**Problem to work on:**
Retype the material in full, keeping every word the same.

- - - - - - -

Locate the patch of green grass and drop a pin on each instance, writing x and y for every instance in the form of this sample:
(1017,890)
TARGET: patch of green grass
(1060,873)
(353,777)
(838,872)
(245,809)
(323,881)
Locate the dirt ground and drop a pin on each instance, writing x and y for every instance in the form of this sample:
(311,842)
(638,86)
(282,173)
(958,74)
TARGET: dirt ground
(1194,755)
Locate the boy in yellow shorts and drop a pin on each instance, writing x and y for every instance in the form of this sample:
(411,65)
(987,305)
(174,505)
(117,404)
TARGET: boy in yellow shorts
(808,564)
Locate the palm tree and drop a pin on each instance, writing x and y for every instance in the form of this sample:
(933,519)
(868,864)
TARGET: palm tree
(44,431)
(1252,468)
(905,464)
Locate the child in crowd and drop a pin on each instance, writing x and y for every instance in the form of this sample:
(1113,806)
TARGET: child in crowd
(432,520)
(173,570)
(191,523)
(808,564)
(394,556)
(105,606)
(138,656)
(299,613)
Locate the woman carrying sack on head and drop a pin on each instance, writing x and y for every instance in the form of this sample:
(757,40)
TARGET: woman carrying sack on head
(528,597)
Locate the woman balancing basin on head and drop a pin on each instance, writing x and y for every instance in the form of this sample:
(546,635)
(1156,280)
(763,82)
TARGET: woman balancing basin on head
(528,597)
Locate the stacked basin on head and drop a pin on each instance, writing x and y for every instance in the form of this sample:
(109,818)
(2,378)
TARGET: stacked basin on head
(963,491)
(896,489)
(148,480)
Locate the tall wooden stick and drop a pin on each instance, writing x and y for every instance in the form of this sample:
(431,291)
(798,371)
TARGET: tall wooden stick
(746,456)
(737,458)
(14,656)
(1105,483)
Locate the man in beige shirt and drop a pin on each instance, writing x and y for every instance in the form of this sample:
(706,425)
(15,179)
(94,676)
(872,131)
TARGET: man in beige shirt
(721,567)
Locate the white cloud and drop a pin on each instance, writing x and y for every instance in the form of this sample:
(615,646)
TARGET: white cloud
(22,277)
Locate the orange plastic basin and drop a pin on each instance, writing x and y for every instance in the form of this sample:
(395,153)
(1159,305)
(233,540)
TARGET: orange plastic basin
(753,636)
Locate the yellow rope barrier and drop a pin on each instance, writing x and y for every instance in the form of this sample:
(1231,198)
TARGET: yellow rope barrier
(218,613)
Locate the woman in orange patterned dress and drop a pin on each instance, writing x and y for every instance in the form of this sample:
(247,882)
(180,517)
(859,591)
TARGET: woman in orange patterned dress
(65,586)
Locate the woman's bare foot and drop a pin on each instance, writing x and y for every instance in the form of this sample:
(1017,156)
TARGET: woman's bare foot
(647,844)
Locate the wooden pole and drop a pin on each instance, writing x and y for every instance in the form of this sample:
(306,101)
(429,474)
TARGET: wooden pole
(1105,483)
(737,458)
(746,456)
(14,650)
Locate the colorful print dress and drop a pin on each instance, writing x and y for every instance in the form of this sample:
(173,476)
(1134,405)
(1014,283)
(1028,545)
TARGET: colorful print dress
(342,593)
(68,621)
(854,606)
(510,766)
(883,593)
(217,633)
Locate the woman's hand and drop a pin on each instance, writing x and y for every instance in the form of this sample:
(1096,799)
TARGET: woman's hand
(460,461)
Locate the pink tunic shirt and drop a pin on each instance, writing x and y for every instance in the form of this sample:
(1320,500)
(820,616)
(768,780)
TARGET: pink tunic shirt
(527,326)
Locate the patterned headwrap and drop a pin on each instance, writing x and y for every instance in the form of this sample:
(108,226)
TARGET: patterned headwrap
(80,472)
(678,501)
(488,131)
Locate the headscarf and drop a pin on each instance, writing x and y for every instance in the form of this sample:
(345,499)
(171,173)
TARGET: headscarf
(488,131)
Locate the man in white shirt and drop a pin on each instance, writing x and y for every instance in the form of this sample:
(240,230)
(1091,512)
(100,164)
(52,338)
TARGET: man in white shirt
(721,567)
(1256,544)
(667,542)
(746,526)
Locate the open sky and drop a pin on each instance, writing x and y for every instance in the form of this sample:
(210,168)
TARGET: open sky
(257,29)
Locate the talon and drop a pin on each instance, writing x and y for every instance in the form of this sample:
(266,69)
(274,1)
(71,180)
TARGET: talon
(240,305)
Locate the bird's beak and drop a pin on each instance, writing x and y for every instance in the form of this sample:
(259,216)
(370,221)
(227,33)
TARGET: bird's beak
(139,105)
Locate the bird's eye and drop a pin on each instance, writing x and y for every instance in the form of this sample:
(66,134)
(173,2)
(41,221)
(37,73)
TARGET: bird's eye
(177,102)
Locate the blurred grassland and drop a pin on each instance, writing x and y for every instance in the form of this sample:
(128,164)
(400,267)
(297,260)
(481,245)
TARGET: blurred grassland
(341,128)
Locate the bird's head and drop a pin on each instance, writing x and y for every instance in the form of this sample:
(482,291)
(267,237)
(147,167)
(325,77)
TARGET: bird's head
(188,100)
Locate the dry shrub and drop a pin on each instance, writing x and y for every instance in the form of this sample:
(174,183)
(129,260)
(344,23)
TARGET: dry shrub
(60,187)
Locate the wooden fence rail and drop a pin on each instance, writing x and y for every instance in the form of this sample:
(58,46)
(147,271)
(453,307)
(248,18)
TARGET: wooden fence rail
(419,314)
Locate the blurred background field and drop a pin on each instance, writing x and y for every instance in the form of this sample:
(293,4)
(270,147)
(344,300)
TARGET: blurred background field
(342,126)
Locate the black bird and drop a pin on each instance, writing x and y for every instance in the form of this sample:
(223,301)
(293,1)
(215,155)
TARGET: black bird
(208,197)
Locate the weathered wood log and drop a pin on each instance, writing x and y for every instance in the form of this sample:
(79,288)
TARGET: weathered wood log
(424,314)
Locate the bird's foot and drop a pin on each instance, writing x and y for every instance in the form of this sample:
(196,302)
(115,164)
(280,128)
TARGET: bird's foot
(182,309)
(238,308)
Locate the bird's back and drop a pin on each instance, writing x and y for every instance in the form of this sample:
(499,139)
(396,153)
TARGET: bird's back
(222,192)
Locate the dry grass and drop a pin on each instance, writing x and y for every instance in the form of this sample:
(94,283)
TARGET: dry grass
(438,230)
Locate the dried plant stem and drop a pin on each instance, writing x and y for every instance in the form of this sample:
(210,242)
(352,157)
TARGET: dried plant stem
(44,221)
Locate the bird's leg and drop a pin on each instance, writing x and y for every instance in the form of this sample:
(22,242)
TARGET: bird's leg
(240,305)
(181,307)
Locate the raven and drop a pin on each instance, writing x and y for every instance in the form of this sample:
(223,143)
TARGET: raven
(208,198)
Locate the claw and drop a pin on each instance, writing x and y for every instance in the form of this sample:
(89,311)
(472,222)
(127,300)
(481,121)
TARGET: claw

- - - - - - -

**Finished exercise:**
Locate the patch of green grass and drop a pin on each instance, writing x and y for every instance in the form of this sample:
(1017,890)
TARGET: patch of green grass
(1060,873)
(353,777)
(838,872)
(245,809)
(323,881)
Locate the dirt ground and drop a pin on each instance, writing x and y for every instance in the form of this sample:
(311,842)
(638,86)
(282,173)
(958,74)
TARGET: dirt ground
(1194,755)
Locate the boy in yellow shorts and drop a pin on each instance, writing x and y for every instance in the form of this sample:
(411,65)
(987,305)
(174,505)
(117,404)
TARGET: boy in yellow shorts
(808,564)
Locate the palm tree and drop a pin on each instance, writing x and y for every instance in the form of this sample:
(933,519)
(868,864)
TARGET: palm tree
(44,431)
(1252,468)
(905,464)
Locate the child in crowd and drop a pin on each instance, writing x and y for every instance in the form of this sample:
(1113,806)
TARGET: child in crowd
(432,520)
(173,570)
(191,523)
(808,564)
(394,556)
(105,606)
(138,656)
(299,613)
Locate the woman carrying sack on head and drop a pin on each instance, writing x and y for every instance in the form of this sample:
(757,40)
TARGET: woman carrying sack on head
(528,597)
Locate the woman balancing basin on head and drop a pin on each instance, writing x and y for every instance in the form of this sample:
(546,635)
(1156,280)
(763,82)
TARGET: woman balancing basin on head
(528,597)
Locate the stacked basin on head and drop a pin on each instance, writing x and y for every instance in the form of this sample:
(109,818)
(2,378)
TARGET: stacked basin on head
(963,491)
(896,489)
(148,480)
Locate the tall wooden stick and drop a pin on each instance, writing x and y for every instance in the form of this sample:
(431,291)
(798,371)
TARGET: tall wooden stick
(746,456)
(737,458)
(14,656)
(1105,483)
Locate the man in beige shirt and drop a pin on each instance, writing x and y for every instance in the form of this sample:
(706,425)
(15,179)
(94,676)
(872,131)
TARGET: man in beige shirt
(721,567)
Locate the white cloud and drop a pin on each instance, writing x and y for every instance in the form of this sample:
(615,646)
TARGET: white cloud
(22,277)
Locate the orange plastic basin and drop a pin on each instance, writing x and y for every instance in the form of this sample:
(395,153)
(1159,305)
(233,540)
TARGET: orange plastic basin
(753,636)
Locate the yellow rope barrier and drop a pin on each instance, writing x and y for every instance in the form of this sample:
(1231,198)
TARGET: yellow rope barrier
(218,613)
Locate the woman in orange patterned dress and drop a pin on each instance, writing x and y for every instance in the form of this sample:
(247,882)
(180,517)
(859,591)
TARGET: woman in orange patterned dress
(65,586)
Locate the woman's bare foot and drop a pin on each instance, writing x and y for every instance in the form of this sample:
(1017,156)
TARGET: woman's bare foot
(647,844)
Locate the wooden pole and drop a pin on each instance, writing x and y for every instance in the form of this sample:
(306,101)
(429,474)
TARGET: wooden pole
(1105,483)
(737,458)
(746,456)
(14,650)
Locate the colorful print dress and drop a pin on each instance, writing x and y for every instance in the form of this sample:
(173,476)
(1134,405)
(1014,283)
(1028,545)
TARGET: colorful print dress
(342,593)
(68,621)
(854,606)
(510,766)
(883,593)
(217,633)
Locate the woman's hand and drop a pin on each instance, writing x and y for every instance in the form of this sample:
(1096,799)
TARGET: woman's hand
(460,461)
Locate the pink tunic shirt and drop a pin on each instance, writing x and y for every instance in the form of this sample:
(1320,500)
(820,616)
(768,780)
TARGET: pink tunic shirt
(527,326)
Locate the patterned headwrap and drop a pin on each instance, writing x and y for every instance in the form of this sample:
(108,226)
TARGET: patterned headwrap
(80,472)
(678,501)
(488,131)
Locate the headscarf and drop a pin on each instance, writing x and y for every instance in the form of this sample:
(345,499)
(171,173)
TARGET: headscarf
(488,131)
Locate the man in white shirt and drop a pin on each instance, writing x and y for every instance in the form of this sample:
(240,230)
(1091,512)
(100,164)
(52,338)
TARGET: man in white shirt
(721,567)
(1256,544)
(667,542)
(746,526)
Locate the open sky and drop a pin on each instance, writing x and y for every instance in the form of this sample:
(210,168)
TARGET: open sky
(257,29)
Locate the talon and drop a pin on each instance, writing x and y for every instance in the form of this sample:
(266,69)
(274,1)
(71,180)
TARGET: talon
(240,305)
Locate the bird's beak and drop a pin on each instance, writing x and y for every instance in the form of this sample:
(259,216)
(370,221)
(227,33)
TARGET: bird's beak
(139,105)
Locate the bird's eye and drop a pin on each instance, writing x and y for every instance in the form of this sample:
(66,134)
(173,2)
(41,221)
(37,73)
TARGET: bird's eye
(177,102)
Locate the blurred grassland and drop a pin on each instance, writing x and y for every instance in the form of this sample:
(128,164)
(400,267)
(297,260)
(481,245)
TARGET: blurred grassland
(341,128)
Locate the bird's head and drop a pin on each instance, writing x and y for every instance in the form of this sample:
(482,291)
(267,237)
(147,167)
(325,77)
TARGET: bird's head
(188,100)
Locate the dry shrub and drop a pin on each instance, writing x and y for every instance in the form of this sample:
(174,183)
(129,260)
(344,23)
TARGET: dry shrub
(60,187)
Locate the wooden fence rail and drop a pin on each instance, writing x and y for every instance in the form of this sample:
(58,46)
(147,271)
(453,307)
(248,18)
TARGET: wooden fence rail
(419,314)
Locate the blurred background field and drop a pin on each instance, writing x and y for every instance in the form of this sample:
(293,4)
(270,147)
(344,300)
TARGET: blurred background field
(342,126)
Locate the black bird and drop a pin on each instance, writing x and y for every instance in the form of this sample:
(223,301)
(293,1)
(215,155)
TARGET: black bird
(208,197)
Locate the weathered wood log and drop a pin on each instance, writing x and y for every instance in the form of this sample:
(79,288)
TARGET: weathered wood log
(424,314)
Locate the bird's foot and drop a pin on each instance, writing x and y for every instance in the form of this sample:
(196,302)
(115,164)
(280,128)
TARGET: bird's foot
(182,309)
(238,308)
Locate the bird's back and drop a pin on each instance, writing x and y for every instance in the form of this sample:
(499,139)
(396,153)
TARGET: bird's back
(222,192)
Locate the dry grass and drop a pin on each instance, writing x and y for every instance in the form of this sample:
(94,283)
TARGET: dry grass
(438,230)
Locate the dried plant stem and drop a pin on each instance, writing x and y for every instance in the form of this sample:
(210,242)
(352,157)
TARGET: dried plant stem
(44,221)
Locate the bird's leg and drop a pin on each instance, writing x and y for every instance in the form of this sample:
(22,242)
TARGET: bird's leg
(240,305)
(181,307)
Locate the raven and drop a pin on each instance, writing x and y for every instance in the form of this sample:
(223,143)
TARGET: raven
(208,198)
Locate the claw and drop a pin on each instance, writing x and y for every instance in the form of this sample:
(89,311)
(472,222)
(127,300)
(481,121)
TARGET: claw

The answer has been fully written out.